*Vorliegender Text*:
Abends ging es in Zalgiris in das ,,Ketten-Restaurant Katpedele“, dort gibt es durchaus gute einheimische Küche.
Sonntag, 1.10.2023, Gargzdai, 25 Zuschauer (Eintritt frei) – FK Banga 0:9 FK Gintra (Frauenfussball)
Am heutigen Tage standen gleich zwei Spiele an. Eines war ein Frauenspiel der ersten litauischen Liga. Normalerweise gehören Frauen Spiele nicht zu meinem Repertoire (erst Recht nicht, wenn sie drei Autostunden von Vilnius entfernt sind (soll ja jeder selber wissen, allerdings spielt in diesem Stadion auch die Herrenmannschaft) und sollte als Lückenfüller den Tag torreich beginnen lassen. Das Niveau der Heimmannschaft war extrem schlecht, viele männliche A/B-Jugenden aus Deutschland hätten die Mannschaft wahrscheinlich ebenfalls wie die Gäste zerschossen. Aufgrund vieler Wechsel wurde es am Ende doch nicht zweistellig, ein wenig taten einen die Banga-Spielerinnen dann doch leid.

(Zeilen aus einem Datensatz)
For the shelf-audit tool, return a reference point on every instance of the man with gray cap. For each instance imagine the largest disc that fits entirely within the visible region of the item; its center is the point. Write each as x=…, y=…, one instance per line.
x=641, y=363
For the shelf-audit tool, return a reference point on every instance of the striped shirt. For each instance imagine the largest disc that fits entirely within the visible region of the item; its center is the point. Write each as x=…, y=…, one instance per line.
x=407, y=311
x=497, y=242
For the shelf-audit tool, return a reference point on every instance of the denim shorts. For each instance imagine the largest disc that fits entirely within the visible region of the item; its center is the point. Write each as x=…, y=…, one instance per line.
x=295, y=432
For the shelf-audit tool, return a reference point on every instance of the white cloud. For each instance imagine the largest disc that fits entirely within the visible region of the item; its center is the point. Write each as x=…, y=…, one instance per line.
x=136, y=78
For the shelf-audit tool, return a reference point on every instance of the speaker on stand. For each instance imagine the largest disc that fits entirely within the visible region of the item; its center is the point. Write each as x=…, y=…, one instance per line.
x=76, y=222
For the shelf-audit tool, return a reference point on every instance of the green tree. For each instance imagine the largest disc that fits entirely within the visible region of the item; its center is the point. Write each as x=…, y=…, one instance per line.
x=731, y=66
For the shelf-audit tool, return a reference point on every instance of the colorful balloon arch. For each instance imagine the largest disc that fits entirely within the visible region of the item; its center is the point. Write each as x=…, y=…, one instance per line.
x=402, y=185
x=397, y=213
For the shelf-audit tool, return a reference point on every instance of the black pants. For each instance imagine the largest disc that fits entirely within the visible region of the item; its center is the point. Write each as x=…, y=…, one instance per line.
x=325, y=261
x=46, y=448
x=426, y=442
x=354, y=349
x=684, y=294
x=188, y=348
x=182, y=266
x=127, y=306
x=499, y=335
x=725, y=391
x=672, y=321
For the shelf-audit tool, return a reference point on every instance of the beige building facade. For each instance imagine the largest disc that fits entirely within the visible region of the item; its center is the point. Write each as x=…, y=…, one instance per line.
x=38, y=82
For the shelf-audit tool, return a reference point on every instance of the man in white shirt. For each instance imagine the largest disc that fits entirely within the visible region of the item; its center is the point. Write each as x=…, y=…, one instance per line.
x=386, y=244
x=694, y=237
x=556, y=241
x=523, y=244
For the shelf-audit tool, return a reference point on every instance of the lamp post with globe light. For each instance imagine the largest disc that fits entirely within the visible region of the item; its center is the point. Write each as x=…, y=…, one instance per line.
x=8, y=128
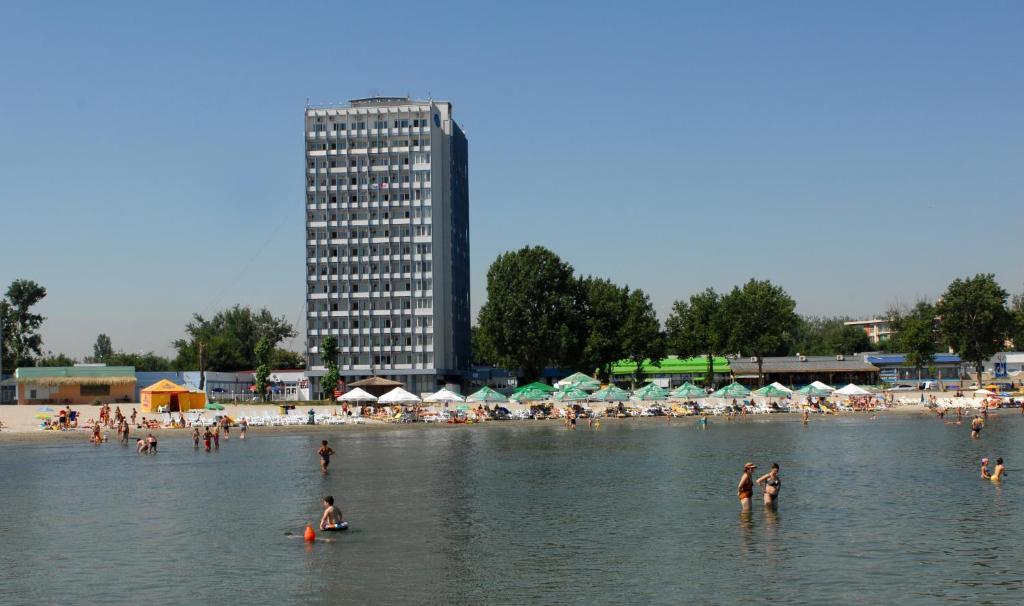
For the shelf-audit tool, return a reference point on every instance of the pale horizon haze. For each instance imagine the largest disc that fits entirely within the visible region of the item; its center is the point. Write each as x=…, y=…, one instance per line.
x=858, y=154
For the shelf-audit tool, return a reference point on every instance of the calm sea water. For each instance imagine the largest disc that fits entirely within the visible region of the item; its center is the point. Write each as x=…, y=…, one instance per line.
x=871, y=512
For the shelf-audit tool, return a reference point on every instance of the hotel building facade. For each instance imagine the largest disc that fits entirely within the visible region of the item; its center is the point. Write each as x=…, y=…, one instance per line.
x=387, y=241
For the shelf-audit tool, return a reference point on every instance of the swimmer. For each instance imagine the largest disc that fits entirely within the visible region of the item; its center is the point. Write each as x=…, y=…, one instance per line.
x=772, y=483
x=325, y=452
x=999, y=472
x=976, y=425
x=744, y=490
x=331, y=520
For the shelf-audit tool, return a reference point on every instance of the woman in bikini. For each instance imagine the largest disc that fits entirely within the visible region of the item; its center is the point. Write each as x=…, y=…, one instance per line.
x=772, y=483
x=745, y=488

*Aufgabenstellung*:
(a) Zitiere wörtlich einen Abschnitt aus dem Spielbericht. Setze bei den Worten "Abends ging es" ein und höre nach den Worten "dann doch leid." auf.
(b) Stelle die Zeilen aus dem Datensatz als nummerierte Liste ohne Leerzeilen dar, beginnend mit der Zeile, die "man in white" enthält, und endend mit der Zeile, die "x=858, y=154" enthält, beide eingeschlossen. Lass dabei die Bilder weg.
Der Spielbericht und die Zeilen aus dem Datensatz sind voneinander unabhängiges Material.

*Lösungen je Aufgabe*:
(a)
Abends ging es in Zalgiris in das ,,Ketten-Restaurant Katpedele“, dort gibt es durchaus gute einheimische Küche.
Sonntag, 1.10.2023, Gargzdai, 25 Zuschauer (Eintritt frei) – FK Banga 0:9 FK Gintra (Frauenfussball)
Am heutigen Tage standen gleich zwei Spiele an. Eines war ein Frauenspiel der ersten litauischen Liga. Normalerweise gehören Frauen Spiele nicht zu meinem Repertoire (erst Recht nicht, wenn sie drei Autostunden von Vilnius entfernt sind (soll ja jeder selber wissen, allerdings spielt in diesem Stadion auch die Herrenmannschaft) und sollte als Lückenfüller den Tag torreich beginnen lassen. Das Niveau der Heimmannschaft war extrem schlecht, viele männliche A/B-Jugenden aus Deutschland hätten die Mannschaft wahrscheinlich ebenfalls wie die Gäste zerschossen. Aufgrund vieler Wechsel wurde es am Ende doch nicht zweistellig, ein wenig taten einen die Banga-Spielerinnen dann doch leid.

(b)
1. For the shelf-audit tool, return a reference point on every instance of the man in white shirt. For each instance imagine the largest disc that fits entirely within the visible region of the item; its center is the point. Write each as x=…, y=…, one instance per line.
2. x=386, y=244
3. x=694, y=237
4. x=556, y=241
5. x=523, y=244
6. For the shelf-audit tool, return a reference point on every instance of the lamp post with globe light. For each instance imagine the largest disc that fits entirely within the visible region of the item; its center is the point. Write each as x=…, y=…, one instance per line.
7. x=8, y=128
8. For the shelf-audit tool, return a reference point on every instance of the pale horizon haze. For each instance imagine the largest disc that fits entirely within the visible region of the item; its center is the point. Write each as x=…, y=…, one instance per line.
9. x=858, y=154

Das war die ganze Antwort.